------ TEXT TO READ

Re. oldseadog and his rattling tin. Yes people have tried it —- and were eaten.
A Franchi Spas with Breneck shells works as well.

Patrick Davis
October 13, 2010 2:39 am

Manfred says:
October 13, 2010 at 2:01 am
If you take 2 plates out of your freezer, one with 1 cm and another with 2 cm thick ice, the thinner ice melts much quicker, but if you put them back into the freezer they will refreeze at much closer speed.”
Surely you mean it melts SOONER and NOT FASTER when it is thinner? Whether ice is 1cm or 1m thick, in the same environment temperature and pressure etc, ice melts at the same rate. So yes, thicker ice will still be melting after the thinner ice has melted.

rbateman
October 13, 2010 3:38 am

Luboš Motl says:
October 12, 2010 at 10:36 pm
If the S. Hem. Winter is any indication, watch out when the Arctic lets loose some of it’s air in the coming months.

rbateman
October 13, 2010 3:49 am

Alex the skeptic says:
October 13, 2010 at 1:54 am
The Antarctic is an embarassment for the warmists, and has been so for quite some time.
It does not go unnoticed that the Antarctic Sea Ice is growing over time.
The warmists like to pick on the Antarctic Peninsula, which is the warmest place on the miserable continent, and project it all the way to the South Pole. A favorite GISS trick.
It’s worse than that, though. The Southern Oceans Sea Temps have very poor coverage and exist mostly as the subject of computer model output.

Alex the skeptic
October 13, 2010 4:45 am

Correction to my previous postof October 13, 2010 at 1:54 am:
“It has been static since mid-September.” should have read “It has been static since mid-August”
My apologies.

Scott
October 13, 2010 8:53 am

Just a fun bit of trivia, but the revised JAXA 15% extent for Oct 12 has been posted and we are exactly tied with 2008 at 6664375 km^2. 2008 had marched up to this year quickly when this year’s growth slowed, and it even passed 2010 for a day (Oct 9). Now they seem to be running pretty evenly, but I’m guessing 2008 pulls ahead today or tomorrow and will stay ahead for at least several days. It also appears at first glance that we’re about to pass 2006 (we’ve already passed 2009 and 2005), but in the next 4 days 2006 has several large gains, so we won’t be passing it for another week or more presumably.
In terms of area, CT showed some funky behavior Oct 7-9th (showing almost no growth…even though their images didn’t indicate that kind of slowdown). I swear they skipped a day or something and added it back in later…I had to do some copying/pasting in my spreadsheet yesterday. Maybe I just missed a day in there myself and finally caught it yesterday. Anyway, 2010 is still ahead of 2008 in area, but I expect 2010 to be passed tomorrow.

------------

WHAT IS REQUIRED.
Extend the sea ice comment thread with new comments that pick up after its last sentence. The records that come next are separate material, unrelated to the sea ice comment thread.

------ INFORMATION GIVEN

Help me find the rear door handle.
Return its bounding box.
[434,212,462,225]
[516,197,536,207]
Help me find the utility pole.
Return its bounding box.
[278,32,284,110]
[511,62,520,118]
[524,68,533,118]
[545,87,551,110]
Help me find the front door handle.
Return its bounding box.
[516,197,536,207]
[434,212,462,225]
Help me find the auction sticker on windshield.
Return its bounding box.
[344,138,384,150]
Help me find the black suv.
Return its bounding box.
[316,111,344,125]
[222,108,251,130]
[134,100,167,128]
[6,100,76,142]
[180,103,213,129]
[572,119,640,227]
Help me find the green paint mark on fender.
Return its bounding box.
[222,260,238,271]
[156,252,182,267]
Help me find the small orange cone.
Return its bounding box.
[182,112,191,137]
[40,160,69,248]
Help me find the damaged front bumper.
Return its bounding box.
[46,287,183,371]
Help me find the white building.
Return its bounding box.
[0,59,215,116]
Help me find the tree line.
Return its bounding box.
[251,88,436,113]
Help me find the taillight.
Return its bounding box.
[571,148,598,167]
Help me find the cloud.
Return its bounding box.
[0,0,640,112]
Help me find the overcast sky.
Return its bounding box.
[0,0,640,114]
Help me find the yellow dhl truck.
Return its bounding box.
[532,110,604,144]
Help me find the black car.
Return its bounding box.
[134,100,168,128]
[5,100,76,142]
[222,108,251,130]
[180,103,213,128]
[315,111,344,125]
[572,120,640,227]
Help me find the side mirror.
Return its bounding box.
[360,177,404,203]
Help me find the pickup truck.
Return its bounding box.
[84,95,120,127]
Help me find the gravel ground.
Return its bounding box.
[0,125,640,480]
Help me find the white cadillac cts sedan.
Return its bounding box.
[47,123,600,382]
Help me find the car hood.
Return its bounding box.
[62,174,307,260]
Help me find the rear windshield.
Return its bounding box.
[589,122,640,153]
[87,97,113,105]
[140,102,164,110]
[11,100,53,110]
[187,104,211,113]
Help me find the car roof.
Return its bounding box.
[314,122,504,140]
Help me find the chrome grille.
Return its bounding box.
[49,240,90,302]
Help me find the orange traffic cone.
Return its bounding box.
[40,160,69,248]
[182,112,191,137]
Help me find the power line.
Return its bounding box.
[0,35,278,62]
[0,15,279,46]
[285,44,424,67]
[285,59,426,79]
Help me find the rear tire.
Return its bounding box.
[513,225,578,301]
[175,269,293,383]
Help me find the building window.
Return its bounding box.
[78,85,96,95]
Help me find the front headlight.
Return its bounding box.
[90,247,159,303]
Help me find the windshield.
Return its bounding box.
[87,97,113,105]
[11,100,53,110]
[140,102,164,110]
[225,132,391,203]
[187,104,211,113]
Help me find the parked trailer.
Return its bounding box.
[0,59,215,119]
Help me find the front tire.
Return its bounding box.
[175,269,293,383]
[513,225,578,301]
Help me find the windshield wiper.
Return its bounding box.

------------

THE RESULT.
-Scott

Editor
October 13, 2010 9:49 am

Günther Kirschbaum says:
October 12, 2010 at 3:35 pm
You are starting all over again in making yourself ridiculous. And people will fall for it again. It’s an easy job, but someone’s got to do it.
—…—
(Robt is confused. Who is the “you” that you believe is supposedly making “who” appear ridiculous? Twice this year sea ice extents has reached all time highs.
Yes, it is an easy job showing the flaws in the CAGW theories of catastrophic Mann-caused global warming.

Rhys Jaggar
October 13, 2010 10:39 am

By the way, is there any reason why the 30% ice plots don’t show a 1979-2008 mean? Is it because that data set doesn’t exist, or just because people don’t want to plot it?

rw
October 13, 2010 11:00 am

doug,
I like the coinage “offsense”. But I’m having difficulty decoding the phrase, “offsense to moral thought”. (Or an “offense to moral thought”, for that matter.)

EFS_Junior
October 13, 2010 12:05 pm

Scott says:
October 13, 2010 at 8:53 am
Just a fun bit of trivia, but the revised JAXA 15% extent for Oct 12 has been posted and we are exactly tied with 2008 at 6664375 km^2. 2008 had marched up to this year quickly when this year’s growth slowed, and it even passed 2010 for a day (Oct 9). Now they seem to be running pretty evenly, but I’m guessing 2008 pulls ahead today or tomorrow and will stay ahead for at least several days. It also appears at first glance that we’re about to pass 2006 (we’ve already passed 2009 and 2005), but in the next 4 days 2006 has several large gains, so we won’t be passing it for another week or more presumably.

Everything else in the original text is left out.